+++ EXTRACTED DATA +++

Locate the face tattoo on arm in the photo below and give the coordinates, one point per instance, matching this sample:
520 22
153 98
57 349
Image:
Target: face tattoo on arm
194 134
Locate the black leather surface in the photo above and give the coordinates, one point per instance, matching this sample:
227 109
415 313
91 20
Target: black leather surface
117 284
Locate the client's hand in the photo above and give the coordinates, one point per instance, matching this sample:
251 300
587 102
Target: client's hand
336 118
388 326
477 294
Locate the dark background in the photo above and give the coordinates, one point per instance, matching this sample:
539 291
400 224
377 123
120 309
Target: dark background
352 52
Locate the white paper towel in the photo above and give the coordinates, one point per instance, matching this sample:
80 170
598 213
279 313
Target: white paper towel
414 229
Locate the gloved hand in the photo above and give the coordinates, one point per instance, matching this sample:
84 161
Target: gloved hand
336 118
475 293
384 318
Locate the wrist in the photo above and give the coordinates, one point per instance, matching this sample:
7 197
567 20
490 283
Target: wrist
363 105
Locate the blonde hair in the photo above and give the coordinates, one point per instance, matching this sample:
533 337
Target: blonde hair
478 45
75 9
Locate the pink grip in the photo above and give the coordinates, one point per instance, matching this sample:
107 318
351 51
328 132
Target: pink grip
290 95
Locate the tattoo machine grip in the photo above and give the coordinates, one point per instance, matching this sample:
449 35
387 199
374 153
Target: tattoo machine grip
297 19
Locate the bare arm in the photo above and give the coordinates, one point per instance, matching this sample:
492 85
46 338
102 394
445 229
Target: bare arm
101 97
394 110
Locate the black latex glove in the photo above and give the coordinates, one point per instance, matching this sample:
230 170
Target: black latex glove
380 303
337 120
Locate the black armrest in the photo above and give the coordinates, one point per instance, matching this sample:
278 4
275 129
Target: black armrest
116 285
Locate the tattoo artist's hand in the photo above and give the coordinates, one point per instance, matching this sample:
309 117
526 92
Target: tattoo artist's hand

+++

--- WRITTEN INSTRUCTION ---
Could you write out the stretch from the record containing "Locate the gloved" through the end of the records again, and only that stretch, requests included, with every coordinate in the answers multiplied by 0.6 and rounded to a whole number, halves rounding up? Leave the numbers in the requests and their format samples as they are.

--- IN RESPONSE ---
Locate the gloved hand in the photo above and give the coordinates, one point per instance, matching this sample:
84 161
Target: gloved hand
202 71
285 176
230 191
Locate the wrist in the photo above and give the coordinates, one point per instance, matching this sample:
7 197
567 20
490 283
Target: wrist
218 63
Locate the blonde hair in the photo above and give the coordinates, one point per instance, matching this sample:
533 337
Target: blonde hair
287 27
45 5
Locate the pink grip in the photo above and give the coordinates, one point per instance, matching this sample:
107 318
351 51
328 132
Target: pink grip
174 57
Locate the tattoo machine grip in the photo above and give the coordinates, one point per instance, matching this sample:
449 35
387 199
374 153
Target: tattoo machine grip
178 11
Locate the bare arm in the photo above and give the coordinates, one point per instance, matching this sample:
492 85
46 338
102 394
445 229
Target: bare arm
61 58
236 66
Locate the black latex glove in the photo above and give the coordinates, one point per instance, matching this sample:
230 170
Target: black latex glove
228 182
202 72
Locate the black armrest in the photo above and give the coordinates, one point per instance, matching this sample:
278 4
275 129
Target: black armrest
70 171
Locate the tattoo artist's hand in the photo above and give the coordinates, one point per instance, matching this sample:
309 117
526 92
Target: tattoo artist's hand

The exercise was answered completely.